Extrait proposé =>

------------------------------------------------

Le stylo a-t-il un avenir ?
Le numérique balaie tout sur son passage, comme un tsunami : papiers, crayons et gommes, encres et stylos, comme la bille, il y a quelques décennies, a balayé la plume. À quoi peut servir un stylo dans l’univers des ordinateurs, des tablettes et des réseaux sociaux ?
Surfant sur la vague du chamboulement numérique, plusieurs entreprises (Staedtler, Zpen, Logitech ou Kayentis) ont inventé et commercialisé le « stylo numérique », parfois qualifié de stylo intelligent. L’objet en forme de stylo est doté de capteurs qui enregistrent les signes tracés par l’utilisateur et les transpose instantanément en caractères ou traits numériques sur un écran. Un outil de « production-numérisation en live »… Les conditions d’utilisation du style numérique sont cependant assez contraignantes : écrire lisiblement, ne pas cacher le capteur avec un doigt, utiliser des mots faciles à océriser, voire disposer d’un papier lui-même intelligent.

------------------------------------------------

Exercice proposé 1 =>
Répondez à ces questions sur le texte consacré au stylo :
(a) Qu'est-ce que la bille a balayé il y a quelques décennies ?
(b) Quelles entreprises sont citées comme ayant inventé et commercialisé le « stylo numérique » ?
(c) De quoi l'objet en forme de stylo est-il doté pour enregistrer les signes tracés ?
Exercice proposé 2 => Recopiez tout le passage du texte consacré au stylo, depuis « Le stylo a-t-il » jusqu'à « réseaux sociaux ? » inclus.
Exercice proposé 3 => Reprenez le texte consacré au stylo là où il s'arrête et poursuivez-le.

------------------------------------------------

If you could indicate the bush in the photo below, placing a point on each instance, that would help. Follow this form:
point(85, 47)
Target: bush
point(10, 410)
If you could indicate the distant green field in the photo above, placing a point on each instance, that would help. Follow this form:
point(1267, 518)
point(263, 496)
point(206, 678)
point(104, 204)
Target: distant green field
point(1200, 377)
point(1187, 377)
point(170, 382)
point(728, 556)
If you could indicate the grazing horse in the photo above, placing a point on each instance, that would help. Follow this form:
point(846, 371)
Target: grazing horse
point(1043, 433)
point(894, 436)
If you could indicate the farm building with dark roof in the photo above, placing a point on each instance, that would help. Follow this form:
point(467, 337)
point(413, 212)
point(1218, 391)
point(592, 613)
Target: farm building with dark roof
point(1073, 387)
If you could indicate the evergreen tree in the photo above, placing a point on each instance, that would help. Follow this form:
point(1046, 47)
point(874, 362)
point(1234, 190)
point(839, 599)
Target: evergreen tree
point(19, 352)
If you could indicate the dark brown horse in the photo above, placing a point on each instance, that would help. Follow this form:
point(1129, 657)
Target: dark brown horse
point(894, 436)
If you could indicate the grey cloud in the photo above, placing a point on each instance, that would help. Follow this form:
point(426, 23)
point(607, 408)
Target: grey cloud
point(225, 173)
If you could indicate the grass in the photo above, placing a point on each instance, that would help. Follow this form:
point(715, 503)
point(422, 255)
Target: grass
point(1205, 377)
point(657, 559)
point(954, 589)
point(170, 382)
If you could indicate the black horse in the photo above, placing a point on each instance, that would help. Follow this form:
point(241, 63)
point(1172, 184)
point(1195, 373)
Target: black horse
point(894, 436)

------------------------------------------------

Résultat final 1 =>
(a) La plume.
(b) Staedtler, Zpen, Logitech et Kayentis.
(c) De capteurs.

Résultat final 2 =>
Le stylo a-t-il un avenir ?
Le numérique balaie tout sur son passage, comme un tsunami : papiers, crayons et gommes, encres et stylos, comme la bille, il y a quelques décennies, a balayé la plume. À quoi peut servir un stylo dans l’univers des ordinateurs, des tablettes et des réseaux sociaux ?

Résultat final 3 =>
Sur le plan technique, on peut effectivement qualifier ces produits d’innovants, mais sur le plan des idées, le stylo numérique est tout à fait représentatif de ces inventions bâtardes, intermédiaires entre deux périodes de l’histoire des outils, dont la valeur ajoutée est surtout d’aider à la conduite du changement en familiarisant les utilisateurs avec l’outil de destination (de ce point de vue, il y a des procédés moins onéreux). Et de fait, en regardant de plus près les sites marchands, on constate que le stylo numérique est déjà oublié ou en voie de l’être, ce qui était prévisible. Ç’aura été une parenthèse d’une dizaine d’années dans l’histoire des outils d’écriture, soit peu de chose.
Le clavier et, de plus en plus, l’écran tactile périment l’usage de l’écriture manuscrite. N’est-il pas plus sûr d’envoyer un SMS pour dire « prends une baguette en rentrant » que d’écrire sur un post-it « pense à acheter du pain », message qui, si le post-it ne s’est pas décollé, si l’intéressé a regardé au bon endroit ou s’il n’est pas déjà passé chez le boulanger, obligera à ressortir ?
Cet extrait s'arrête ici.